Polizeilicher Notstand

Zu wenig Uniformierte: Aus „Sicherheitsgründen“ will die Stadt Schwerin morgen weder eine NPD-Demonstration noch dagegen gerichtete Veranstaltungen zulassen. Jetzt müssen die Gerichte entscheiden

Die Anwohner in der Schweriner Innenstadt haben ihre Anweisungen schon erhalten: Morgen dürfen sie ihre Autos nicht wie gewohnt vor der Haustür parken. Per Postwurfsendung hat die Stadtverwaltung die Halter angewiesen, ihre Wagen zu entfernen – sonst droht kostenpflichtiges Abschleppen. Anlass ist der anstehende Aufmarsch von Neonazis in der mecklenburg-vorpommerschen Landeshauptstadt. Unerwünscht seitens der Behörden ist zudem jedes Engagement gegen den rechten Auftrieb: „Provokative Handlungen“ seien zu vermeiden, die polizeilichen Anweisungen zu befolgen schreibt die Verwaltung.

Datenauszug
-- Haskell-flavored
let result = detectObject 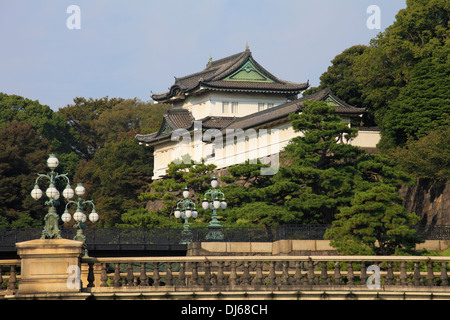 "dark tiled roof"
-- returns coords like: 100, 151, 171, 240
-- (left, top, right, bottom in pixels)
152, 49, 309, 101
201, 117, 236, 129
136, 88, 366, 143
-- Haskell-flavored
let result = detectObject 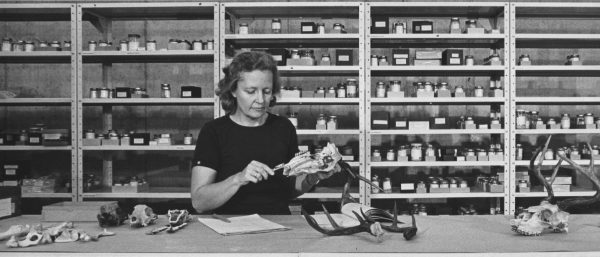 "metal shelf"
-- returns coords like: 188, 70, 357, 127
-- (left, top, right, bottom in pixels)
81, 97, 215, 106
371, 192, 504, 199
296, 129, 360, 135
515, 129, 600, 135
277, 97, 360, 105
81, 50, 214, 63
0, 145, 71, 151
371, 129, 505, 135
0, 98, 71, 106
371, 161, 505, 167
368, 97, 506, 105
82, 145, 196, 151
0, 51, 71, 63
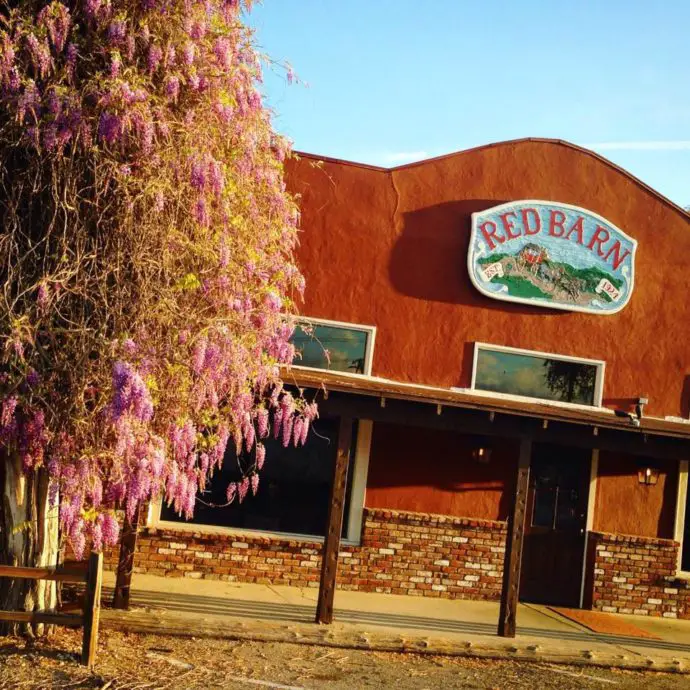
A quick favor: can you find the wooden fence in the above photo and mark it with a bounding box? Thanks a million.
[0,553,103,666]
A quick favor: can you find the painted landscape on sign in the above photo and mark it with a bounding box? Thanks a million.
[468,201,636,313]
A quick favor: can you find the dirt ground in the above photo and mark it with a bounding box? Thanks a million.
[0,630,690,690]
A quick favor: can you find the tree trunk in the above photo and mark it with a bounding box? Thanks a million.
[0,452,59,637]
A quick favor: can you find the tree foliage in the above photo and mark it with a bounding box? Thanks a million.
[0,0,316,554]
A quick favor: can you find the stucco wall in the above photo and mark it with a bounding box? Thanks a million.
[288,140,690,416]
[594,451,678,539]
[366,423,518,520]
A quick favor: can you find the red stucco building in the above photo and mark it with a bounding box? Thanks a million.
[135,139,690,618]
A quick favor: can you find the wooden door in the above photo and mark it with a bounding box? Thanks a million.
[520,443,592,607]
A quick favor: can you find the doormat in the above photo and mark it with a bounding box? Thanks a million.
[549,606,662,640]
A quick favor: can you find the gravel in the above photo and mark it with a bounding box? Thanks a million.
[0,630,690,690]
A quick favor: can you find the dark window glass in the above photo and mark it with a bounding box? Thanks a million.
[161,418,356,537]
[291,323,370,374]
[530,444,588,532]
[532,467,558,529]
[680,482,690,571]
[474,348,597,405]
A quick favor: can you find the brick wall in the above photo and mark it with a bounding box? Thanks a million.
[126,509,506,599]
[590,532,690,619]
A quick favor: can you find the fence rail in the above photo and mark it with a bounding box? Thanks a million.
[0,553,103,666]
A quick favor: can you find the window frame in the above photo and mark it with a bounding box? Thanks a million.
[291,316,376,376]
[146,419,373,546]
[673,460,690,580]
[470,342,606,410]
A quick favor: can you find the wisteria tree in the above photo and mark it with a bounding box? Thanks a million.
[0,0,316,624]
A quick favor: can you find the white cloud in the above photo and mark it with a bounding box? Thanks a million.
[585,139,690,151]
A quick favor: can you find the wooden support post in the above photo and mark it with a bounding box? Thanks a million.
[498,438,532,637]
[81,553,103,668]
[113,504,141,609]
[316,417,352,623]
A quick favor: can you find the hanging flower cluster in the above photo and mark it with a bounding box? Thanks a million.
[0,0,317,555]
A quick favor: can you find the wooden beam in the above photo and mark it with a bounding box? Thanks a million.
[0,565,86,582]
[113,504,141,609]
[0,611,84,628]
[319,391,690,460]
[316,417,352,623]
[498,439,532,637]
[81,553,103,668]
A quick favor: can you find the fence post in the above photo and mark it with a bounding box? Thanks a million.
[81,553,103,668]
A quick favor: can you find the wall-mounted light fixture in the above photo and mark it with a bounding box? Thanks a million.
[637,462,659,486]
[472,444,491,465]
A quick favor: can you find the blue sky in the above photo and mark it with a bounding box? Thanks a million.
[250,0,690,206]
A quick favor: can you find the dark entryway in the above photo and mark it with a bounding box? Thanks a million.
[520,443,592,607]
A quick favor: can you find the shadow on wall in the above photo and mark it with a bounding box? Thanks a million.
[389,199,566,317]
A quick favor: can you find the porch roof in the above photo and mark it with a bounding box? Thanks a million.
[283,366,690,439]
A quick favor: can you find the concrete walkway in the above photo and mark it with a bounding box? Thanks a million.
[102,573,690,672]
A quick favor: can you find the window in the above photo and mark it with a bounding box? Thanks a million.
[160,418,371,541]
[472,343,604,406]
[291,319,376,375]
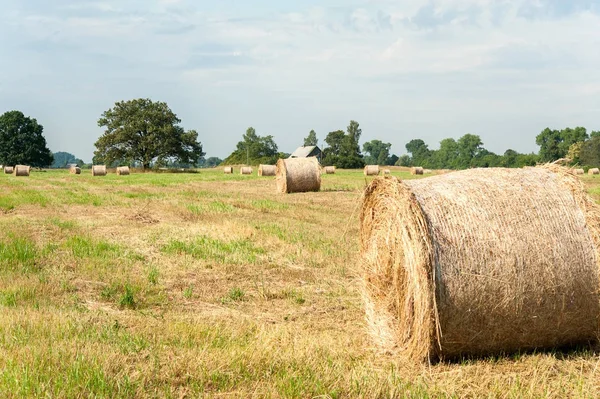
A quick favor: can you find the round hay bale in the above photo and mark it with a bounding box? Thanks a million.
[258,165,277,176]
[363,165,379,176]
[117,166,131,176]
[92,165,106,176]
[360,165,600,361]
[276,157,321,194]
[13,165,31,177]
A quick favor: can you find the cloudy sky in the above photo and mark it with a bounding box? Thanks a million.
[0,0,600,161]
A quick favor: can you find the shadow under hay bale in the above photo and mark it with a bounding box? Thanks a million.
[363,165,379,176]
[92,165,106,176]
[117,166,131,176]
[360,165,600,361]
[13,165,31,177]
[276,157,321,194]
[258,165,277,176]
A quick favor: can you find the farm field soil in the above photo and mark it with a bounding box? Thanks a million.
[0,168,600,398]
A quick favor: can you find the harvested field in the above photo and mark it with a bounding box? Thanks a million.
[0,168,600,398]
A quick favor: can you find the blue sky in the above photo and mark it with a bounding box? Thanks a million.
[0,0,600,161]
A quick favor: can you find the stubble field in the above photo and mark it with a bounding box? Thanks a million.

Gestellte Aufgabe
Führe den Text über die geplante NPD-Demonstration in Schwerin nach seinem letzten Satz weiter. Für die Aufgabe braucht man die Zeilen nicht.

Schriftliche Antwort
Seit Monaten planen NPD und Freie Kameradschaften diesen Marsch als Höhepunkt ihre Antik-G 8-Kampagne „Gib 8 – Sozial statt Global“. Bis zu 2.000 rechte Demonstranten hat Stefan Köster, Fraktionsmitglied der NPD im Landtag von Mecklenburg-Vorpommern, angekündigt. Mehr als 5.000 Teilnehmer erwarten wiederum die Anmelder von mittlerweile drei geplanten Gegenaktionen: Eine Demonstration, ein Bürgerfest und einen Infostand haben verschiedene Antifa-Initiativen, das Stadtparlament sowie Parteien angemeldet.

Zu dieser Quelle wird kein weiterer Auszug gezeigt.